[Raw records]
·····

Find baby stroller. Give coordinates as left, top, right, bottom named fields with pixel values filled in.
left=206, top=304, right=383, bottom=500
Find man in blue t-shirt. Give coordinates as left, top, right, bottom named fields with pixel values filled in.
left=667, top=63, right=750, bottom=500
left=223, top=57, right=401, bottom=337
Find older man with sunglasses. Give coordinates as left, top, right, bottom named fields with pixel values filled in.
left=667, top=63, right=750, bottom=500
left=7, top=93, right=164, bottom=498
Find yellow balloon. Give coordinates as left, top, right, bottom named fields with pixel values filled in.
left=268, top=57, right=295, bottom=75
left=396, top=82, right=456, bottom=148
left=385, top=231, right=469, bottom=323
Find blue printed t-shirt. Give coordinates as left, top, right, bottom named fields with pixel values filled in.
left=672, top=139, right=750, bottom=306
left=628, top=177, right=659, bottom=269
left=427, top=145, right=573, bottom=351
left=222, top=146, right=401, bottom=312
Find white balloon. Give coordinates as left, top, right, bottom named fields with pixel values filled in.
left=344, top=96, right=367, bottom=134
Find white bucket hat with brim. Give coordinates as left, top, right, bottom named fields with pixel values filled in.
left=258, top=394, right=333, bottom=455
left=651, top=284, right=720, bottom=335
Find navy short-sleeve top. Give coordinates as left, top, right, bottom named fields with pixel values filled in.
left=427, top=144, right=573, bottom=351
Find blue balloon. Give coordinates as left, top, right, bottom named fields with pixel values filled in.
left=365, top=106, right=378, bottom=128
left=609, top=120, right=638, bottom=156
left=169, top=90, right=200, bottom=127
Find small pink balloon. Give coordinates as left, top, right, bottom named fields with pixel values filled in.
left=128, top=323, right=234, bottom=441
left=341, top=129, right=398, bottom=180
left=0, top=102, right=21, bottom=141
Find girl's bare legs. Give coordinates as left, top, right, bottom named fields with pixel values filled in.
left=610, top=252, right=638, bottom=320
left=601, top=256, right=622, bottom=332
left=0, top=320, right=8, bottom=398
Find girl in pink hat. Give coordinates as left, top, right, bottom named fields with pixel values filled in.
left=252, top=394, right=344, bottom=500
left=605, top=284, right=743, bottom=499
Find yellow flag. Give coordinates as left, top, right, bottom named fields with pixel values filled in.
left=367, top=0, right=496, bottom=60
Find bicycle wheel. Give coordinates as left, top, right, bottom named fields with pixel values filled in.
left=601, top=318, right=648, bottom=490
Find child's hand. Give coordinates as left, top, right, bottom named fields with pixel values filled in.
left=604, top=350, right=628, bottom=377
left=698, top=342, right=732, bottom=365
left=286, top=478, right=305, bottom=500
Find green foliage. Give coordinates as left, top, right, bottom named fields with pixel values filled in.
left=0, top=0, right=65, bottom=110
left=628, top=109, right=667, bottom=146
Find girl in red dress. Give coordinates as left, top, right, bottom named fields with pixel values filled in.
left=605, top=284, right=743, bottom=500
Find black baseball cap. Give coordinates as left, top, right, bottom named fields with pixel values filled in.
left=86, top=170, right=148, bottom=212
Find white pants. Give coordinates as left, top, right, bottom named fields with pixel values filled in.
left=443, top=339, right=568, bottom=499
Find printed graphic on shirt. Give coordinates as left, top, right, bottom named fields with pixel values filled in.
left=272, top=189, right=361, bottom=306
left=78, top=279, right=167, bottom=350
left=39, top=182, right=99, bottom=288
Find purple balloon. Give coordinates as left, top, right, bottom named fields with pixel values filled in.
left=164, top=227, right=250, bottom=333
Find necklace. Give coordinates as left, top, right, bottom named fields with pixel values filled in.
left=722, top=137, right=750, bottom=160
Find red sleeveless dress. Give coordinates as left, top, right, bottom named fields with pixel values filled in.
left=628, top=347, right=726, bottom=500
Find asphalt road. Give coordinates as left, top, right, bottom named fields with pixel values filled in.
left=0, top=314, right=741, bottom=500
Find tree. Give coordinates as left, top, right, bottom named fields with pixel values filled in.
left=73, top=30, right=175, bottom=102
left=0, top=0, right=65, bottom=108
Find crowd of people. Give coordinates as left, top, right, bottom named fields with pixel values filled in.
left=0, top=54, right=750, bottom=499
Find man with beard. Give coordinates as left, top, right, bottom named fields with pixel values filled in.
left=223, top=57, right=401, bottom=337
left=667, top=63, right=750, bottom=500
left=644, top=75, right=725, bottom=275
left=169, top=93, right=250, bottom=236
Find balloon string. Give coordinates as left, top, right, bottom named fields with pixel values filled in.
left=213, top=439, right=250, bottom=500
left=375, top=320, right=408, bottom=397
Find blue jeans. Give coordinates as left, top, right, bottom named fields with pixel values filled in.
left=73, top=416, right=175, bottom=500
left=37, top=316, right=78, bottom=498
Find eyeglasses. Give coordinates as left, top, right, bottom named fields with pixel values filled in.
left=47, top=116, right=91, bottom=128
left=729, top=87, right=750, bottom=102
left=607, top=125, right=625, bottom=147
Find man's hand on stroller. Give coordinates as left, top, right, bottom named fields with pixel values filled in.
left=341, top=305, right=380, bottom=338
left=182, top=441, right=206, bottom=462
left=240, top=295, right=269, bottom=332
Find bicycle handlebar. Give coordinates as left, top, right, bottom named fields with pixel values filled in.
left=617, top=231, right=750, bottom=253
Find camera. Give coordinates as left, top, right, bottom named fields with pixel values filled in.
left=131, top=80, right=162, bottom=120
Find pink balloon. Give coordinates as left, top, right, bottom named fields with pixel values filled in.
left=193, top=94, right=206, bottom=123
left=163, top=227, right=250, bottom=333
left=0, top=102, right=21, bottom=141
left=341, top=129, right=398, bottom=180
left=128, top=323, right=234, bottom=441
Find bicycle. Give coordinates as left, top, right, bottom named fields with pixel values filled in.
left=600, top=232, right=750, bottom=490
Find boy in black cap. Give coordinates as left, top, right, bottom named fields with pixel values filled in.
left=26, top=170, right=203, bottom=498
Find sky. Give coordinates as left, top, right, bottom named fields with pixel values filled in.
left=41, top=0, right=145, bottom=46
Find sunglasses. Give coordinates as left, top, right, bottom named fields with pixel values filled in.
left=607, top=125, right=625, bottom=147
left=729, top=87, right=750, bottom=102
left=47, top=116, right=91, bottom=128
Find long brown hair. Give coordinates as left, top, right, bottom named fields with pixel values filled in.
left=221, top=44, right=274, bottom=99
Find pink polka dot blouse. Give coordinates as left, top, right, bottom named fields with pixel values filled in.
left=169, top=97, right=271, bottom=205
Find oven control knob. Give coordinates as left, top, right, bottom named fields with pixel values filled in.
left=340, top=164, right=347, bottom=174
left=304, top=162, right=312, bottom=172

·····

AIM OF THE TASK
Can you write out the entries above again, substituting "pixel numbers" for "pixel values" wherever it occurs and changing nothing else?

ANSWER FOR THE TASK
Find baby stroller. Give coordinates as left, top, right, bottom named fields with pixel numbers filled in.
left=206, top=304, right=383, bottom=500
Find man in blue t-shirt. Give coordinates as left, top, right, bottom named fields with pixel numbers filled in.
left=667, top=63, right=750, bottom=500
left=223, top=57, right=401, bottom=337
Find older man with sunglasses. Give coordinates as left, top, right, bottom named fields with pixel numbers filled in.
left=667, top=63, right=750, bottom=500
left=7, top=93, right=164, bottom=498
Find yellow balloon. Give coordinates as left, top, right, bottom named fields with pixel numbers filled in.
left=268, top=57, right=295, bottom=75
left=396, top=82, right=456, bottom=148
left=385, top=231, right=469, bottom=323
Find blue printed t-shirt. Give coordinates as left, top, right, bottom named fields with pixel numbers filled in.
left=672, top=139, right=750, bottom=306
left=628, top=177, right=659, bottom=269
left=427, top=145, right=573, bottom=351
left=222, top=146, right=401, bottom=312
Find white balloon. Give coordinates as left, top, right, bottom named fields with pixel numbers filled in.
left=344, top=96, right=367, bottom=134
Find white bucket hat with brim. Give coordinates as left, top, right, bottom named fields with pixel numbers filled in.
left=258, top=394, right=333, bottom=455
left=651, top=284, right=720, bottom=335
Find navy short-sleeve top. Give coordinates as left, top, right, bottom named fields with pixel numbers filled in.
left=427, top=144, right=573, bottom=351
Find blue balloon. Give coordinates as left, top, right, bottom named fields with pixel numbers filled in.
left=365, top=106, right=378, bottom=128
left=609, top=120, right=638, bottom=156
left=169, top=90, right=200, bottom=127
Find small pink balloon. Give coordinates as left, top, right, bottom named fields with pixel numbers filled in.
left=128, top=323, right=234, bottom=441
left=341, top=129, right=398, bottom=180
left=0, top=102, right=21, bottom=141
Find girl's bare legs. Give coordinates as left, top, right, bottom named fields with pixel numbers filled in.
left=610, top=252, right=638, bottom=320
left=601, top=256, right=622, bottom=332
left=0, top=320, right=8, bottom=398
Find girl in pink hat. Give coordinates as left, top, right, bottom named fields with pixel numbers filled in.
left=252, top=394, right=344, bottom=500
left=605, top=284, right=743, bottom=499
Find yellow flag. Give coordinates as left, top, right, bottom named fields with pixel numbers filled in.
left=367, top=0, right=496, bottom=60
Find bicycle wheel. Give coordinates as left, top, right, bottom named fields with pixel numbers filled in.
left=601, top=318, right=648, bottom=490
Find child's hand. Give coordinates as left, top, right, bottom named fields with pixel numbers filled in.
left=604, top=350, right=628, bottom=377
left=698, top=342, right=732, bottom=365
left=286, top=478, right=305, bottom=500
Find green foliage. Give coordinates as left, top, right, bottom named fields with pixel numbers filled in.
left=0, top=0, right=65, bottom=110
left=628, top=109, right=667, bottom=146
Find girl in red dress. Give coordinates as left, top, right, bottom named fields with pixel numbers filled in.
left=605, top=284, right=743, bottom=500
Find black baseball cap. Give coordinates as left, top, right, bottom named fields with pixel numbers filled in.
left=86, top=170, right=148, bottom=212
Find white pants. Give coordinates as left, top, right, bottom named fields with pixel numbers filled in.
left=443, top=339, right=568, bottom=499
Find printed graphic on shirt. Give coordinates as left, top, right, bottom named fields with pixel numbers filled in.
left=272, top=189, right=361, bottom=306
left=78, top=279, right=167, bottom=350
left=39, top=182, right=99, bottom=288
Find purple balloon. Give coordinates as left, top, right, bottom named fields with pixel numbers filled in.
left=164, top=227, right=250, bottom=333
Find necklace. Give coordinates as left, top, right, bottom named fields with pixel numbers filled in.
left=722, top=137, right=750, bottom=160
Find red sleeveless dress. Give coordinates as left, top, right, bottom named fields with pixel numbers filled in.
left=628, top=347, right=726, bottom=500
Find asphalt road. Give coordinates as left, top, right, bottom named fields with pixel numbers filled in.
left=0, top=314, right=741, bottom=500
Find tree. Give coordinates as left, top, right, bottom named fields with pixel numbers filled in.
left=73, top=30, right=175, bottom=102
left=0, top=0, right=65, bottom=108
Find crowd of people. Give coordinates as left, top, right, bottom named fields with pixel numbers filled in.
left=0, top=54, right=750, bottom=499
Find man with beard. Give coordinates as left, top, right, bottom named fields with pixel numbers filled in.
left=223, top=57, right=401, bottom=337
left=667, top=63, right=750, bottom=500
left=644, top=75, right=725, bottom=275
left=169, top=93, right=250, bottom=236
Find balloon string. Give coordinates as left, top, right, bottom named fields with pixel numbers filled in.
left=213, top=439, right=250, bottom=500
left=375, top=320, right=408, bottom=397
Find blue jeans. Give coordinates as left, top, right, bottom named fields with pixel numbers filled in.
left=73, top=416, right=175, bottom=500
left=37, top=316, right=78, bottom=498
Find eyeglasses. Give coordinates as left, top, right, bottom named fields with pixel numbers filled in.
left=47, top=116, right=91, bottom=128
left=729, top=87, right=750, bottom=102
left=607, top=125, right=625, bottom=147
Find man's hand on stroller. Give coordinates as left, top, right, bottom named fields with pixel numbers filled in.
left=341, top=305, right=380, bottom=338
left=182, top=441, right=206, bottom=462
left=240, top=295, right=269, bottom=332
Find bicycle handlebar. Give coordinates as left, top, right, bottom named fields with pixel numbers filled in.
left=617, top=231, right=750, bottom=253
Find camera. Give coordinates as left, top, right, bottom named fields with pixel numbers filled in.
left=131, top=80, right=162, bottom=120
Find pink balloon. Give coordinates as left, top, right, bottom named fields with pixel numbers filled in.
left=193, top=94, right=206, bottom=123
left=163, top=227, right=250, bottom=333
left=0, top=102, right=21, bottom=141
left=341, top=129, right=398, bottom=180
left=128, top=323, right=234, bottom=441
Find bicycle. Give coordinates as left, top, right, bottom named fields with pixel numbers filled in.
left=600, top=232, right=750, bottom=490
Find boy in black cap. Give coordinates as left, top, right, bottom named fields with pixel numbers filled in.
left=26, top=170, right=203, bottom=498
Find sky. Give coordinates as left, top, right, bottom named fields with pixel numbers filled in.
left=41, top=0, right=145, bottom=46
Find sunglasses. Give coordinates as left, top, right, bottom named fields with pixel numbers filled in.
left=607, top=125, right=625, bottom=147
left=729, top=87, right=750, bottom=102
left=47, top=116, right=91, bottom=128
Find long brown hair. Give coordinates as left, top, right, bottom named fields with pixel numbers filled in.
left=221, top=44, right=274, bottom=99
Find pink polka dot blouse. Give coordinates as left, top, right, bottom named fields with pixel numbers filled in.
left=169, top=97, right=271, bottom=205
Find oven control knob. Give coordinates as left, top, right, bottom named fields with pixel numbers filled in.
left=340, top=164, right=347, bottom=174
left=304, top=162, right=312, bottom=172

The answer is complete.